The present invention relates to a method for selecting genetically transformed cells into which a desired nucleotide sequence has been incorporated by providing the transformed cells with a selective advantage without damaging the non-transformed cells, as well as to novel compounds for use in the method, and transformed cells.
It is well known that when new genetic material is to be introduced into a population of cells by transformation, only a certain number of the cells are successfully transformed. It is then necessary to identify the genetically transformed cells so that these cells can be separated from the non-transformed cells of the population. Identification and separation of the transformed cells has traditionally been accomplished using "negative selection", whereby the transformed cells are able to survive and grow, while the non-transformed cells are subjected to growth inhibition or perhaps even killed by a substance which the transformed cells, by virtue of their transformation, are able to tolerate.
For example, when a population of plant cells is transformed, selection of the transformed cells typically takes place using a selection gene which codes for antibiotic or herbicide resistance. The selection gene--which in itself generally has no useful function in the transformed plant (and may in fact be undesirable in the plant) is coupled to or co-introduced with the desired gene to be incorporated into the plant, so that both genes are incorporated into the population of cells, or rather into certain of the cells in the population, since it is difficult, if not impossible, in practice to transform all of the cells. The cells are then cultivated on or in a medium containing the antibiotic or herbicide to which the genetically transformed cells are resistant by virtue of the selection gene, thereby allowing the transformed cells to be identified, since the non-transformed cells--which do not contain the antibiotic or herbicide resistance gene in question--are subjected to growth inhibition or are killed.
These negative selection methods have, however, certain disadvantages. First of all, the non-transformed cells may die because of the presence of antibiotics or herbicides in the growth medium. As a result, when the population of cells is a coherent tissue there is a risk that not only the non-transformed cells but also the transformed cells may die, due to the fact that the death of the non-transformed cells may cut off the supply of nutrients to the transformed cells or because the damaged or dying non-transformed cells may excrete toxic compounds.
Another disadvantage of negative selection is that the presence of an unnecessary gene, for example antibiotic resistance, may be undesirable. There is concern among environmental groups and governmental authorities about whether it is safe to incorporate genes coding for antibiotic resistance into plants and microorganisms. This concern is of particular significance for food plants and for microorganisms which are not designed to be used in a closed environment (e.g. microorganisms for use in agriculture), as well as for microorganisms which are designed for use in a closed environment, but which may accidentally be released therefrom. While these concerns may prove to be unfounded, such concerns may nevertheless lead to government restriction on the use of antibiotic resistance genes in for example plants and it is therefore desirable to develop new methods for selecting genetically transformed cells which are not dependent on such genes.

DATA LISTING:

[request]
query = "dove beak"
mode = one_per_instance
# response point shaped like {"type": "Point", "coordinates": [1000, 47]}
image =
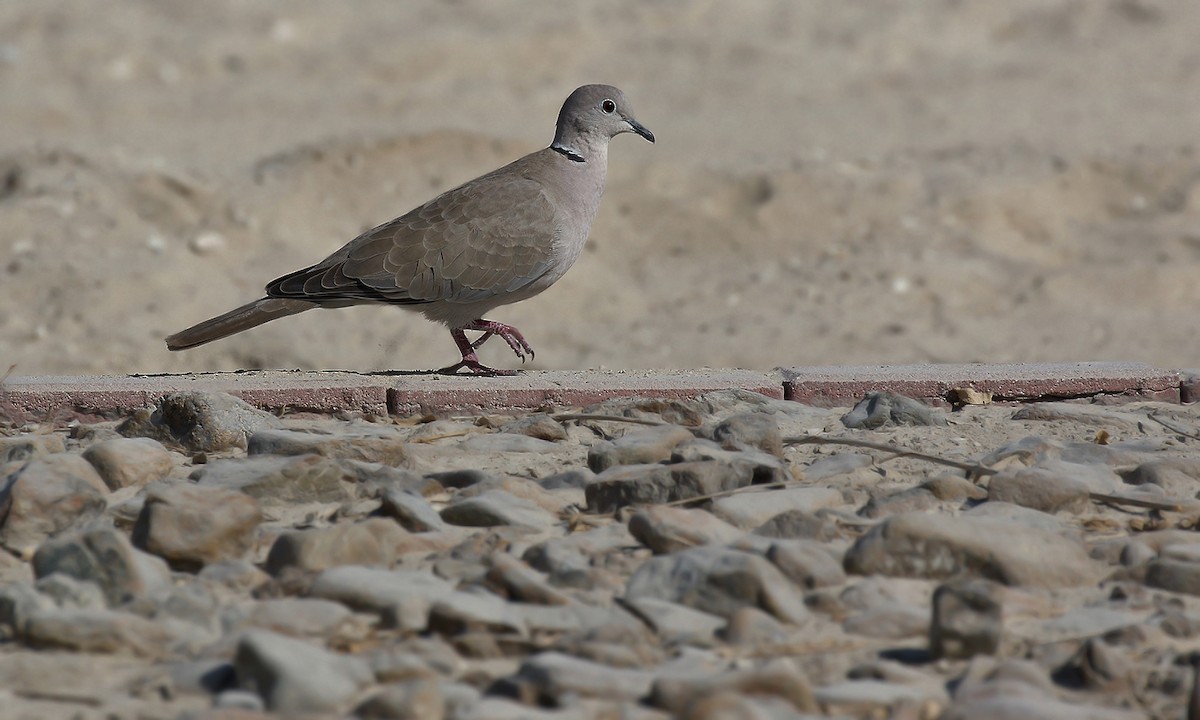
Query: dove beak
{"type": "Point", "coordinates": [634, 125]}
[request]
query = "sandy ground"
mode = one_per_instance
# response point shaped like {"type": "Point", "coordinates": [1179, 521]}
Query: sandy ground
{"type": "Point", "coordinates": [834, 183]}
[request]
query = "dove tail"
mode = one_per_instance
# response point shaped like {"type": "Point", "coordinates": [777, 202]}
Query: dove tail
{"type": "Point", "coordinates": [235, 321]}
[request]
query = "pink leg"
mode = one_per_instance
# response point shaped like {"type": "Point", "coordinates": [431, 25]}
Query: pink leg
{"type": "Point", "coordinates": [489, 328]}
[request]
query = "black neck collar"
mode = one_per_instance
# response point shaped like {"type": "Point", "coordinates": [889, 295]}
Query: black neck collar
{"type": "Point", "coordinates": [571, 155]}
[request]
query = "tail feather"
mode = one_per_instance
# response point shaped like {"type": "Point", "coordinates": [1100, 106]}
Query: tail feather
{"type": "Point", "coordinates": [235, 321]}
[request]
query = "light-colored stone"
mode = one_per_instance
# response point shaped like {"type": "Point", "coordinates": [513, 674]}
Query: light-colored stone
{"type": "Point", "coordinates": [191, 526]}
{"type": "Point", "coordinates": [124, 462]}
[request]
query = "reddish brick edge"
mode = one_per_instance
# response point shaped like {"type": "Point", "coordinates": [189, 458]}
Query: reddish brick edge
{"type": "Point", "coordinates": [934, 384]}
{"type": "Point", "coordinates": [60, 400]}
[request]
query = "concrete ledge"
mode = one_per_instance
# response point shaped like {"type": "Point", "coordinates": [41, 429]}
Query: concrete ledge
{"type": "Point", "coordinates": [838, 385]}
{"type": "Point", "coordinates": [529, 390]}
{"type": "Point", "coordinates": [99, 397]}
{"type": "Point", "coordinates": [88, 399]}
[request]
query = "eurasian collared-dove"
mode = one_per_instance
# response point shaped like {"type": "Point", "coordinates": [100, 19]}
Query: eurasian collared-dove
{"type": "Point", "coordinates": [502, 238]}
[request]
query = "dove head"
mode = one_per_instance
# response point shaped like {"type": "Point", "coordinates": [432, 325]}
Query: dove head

WORK ITEM A:
Reproduce the passage on selecting transformed cells from "These negative selection" to "excrete toxic compounds.".
WORK ITEM B:
Answer these questions on the passage on selecting transformed cells:
(i) When plant cells are transformed, what does the selection gene typically code for?
(ii) In a coherent tissue, what two reasons are given for why the transformed cells may also die?
(iii) Who is named as having concern about incorporating genes coding for antibiotic resistance into plants and microorganisms?
WORK ITEM C:
Carry on the passage on selecting transformed cells, starting after its last sentence.
The rows are separate material from the passage on selecting transformed cells.

RESULT A:
These negative selection methods have, however, certain disadvantages. First of all, the non-transformed cells may die because of the presence of antibiotics or herbicides in the growth medium. As a result, when the population of cells is a coherent tissue there is a risk that not only the non-transformed cells but also the transformed cells may die, due to the fact that the death of the non-transformed cells may cut off the supply of nutrients to the transformed cells or because the damaged or dying non-transformed cells may excrete toxic compounds.

RESULT B:
(i) Antibiotic or herbicide resistance.
(ii) The death of the non-transformed cells may cut off the supply of nutrients to the transformed cells, or the damaged or dying non-transformed cells may excrete toxic compounds.
(iii) Environmental groups and governmental authorities.

RESULT C:
A further disadvantage of negative selection is that plant tissues or cells treated with toxic substances become more susceptible to bacterial infection. This is a problem when Agrobacterium is used as a transformation vector, because the treated tissues or cells sometimes become overgrown with the bacteria even though antibiotics are used to prevent bacterial growth.
In addition, selection of cells or tissues using negative selection requires precise timing of expression of the introduced genes in relation to the selection process. If the transgenic cells are treated with a toxic compound before the detoxifying gene is expressed or before enough gene products are produced to ameliorate the action of the toxic compound, both the transgenic and the non-transgenic cells will be killed. If selection is performed too late, the selection of transgenic cells or tissues may be hindered by, for example, shoot or callus formation from non-transgenic cells or tissues which forms a barrier to the penetration of the compound used to select the transformed cells.
The above disadvantages are substantially overcome by the method according to the present invention, termed "positive selection" which for the first time makes it possible to identify and select genetically transformed cells without damaging or killing the non-transformed cells in the population and without co-introduction of antibiotic or herbicide resistance genes. In addition to the fact that the need for antibiotic or herbicide resistance genes is eliminated, the positive selection method according to the present invention is often far more efficient than traditional negative selection, and a combination of positive and negative selection gives a selection frequency of transgenic shoots as good as if not higher than that obtained using negative selection alone. Furthermore, the use of positive selection provides the advantage that a single gene may be used as both a reporter gene and a selection gene, resulting in simplification of vector constructions, more stable constructions and a 100% correlation between the expression of reporter and selection genes.
Positive selection may also eliminate the above-mentioned problems with regard to timing, since selective compounds may be produced as a consequence of the action of gene products, resulting from expression of the introduced gene, on particular substrates. Thus, the selective compound may accumulate as a consequence of expression of the selection gene, the selection effect appearing when a sufficient amount of the selective compound has been produced.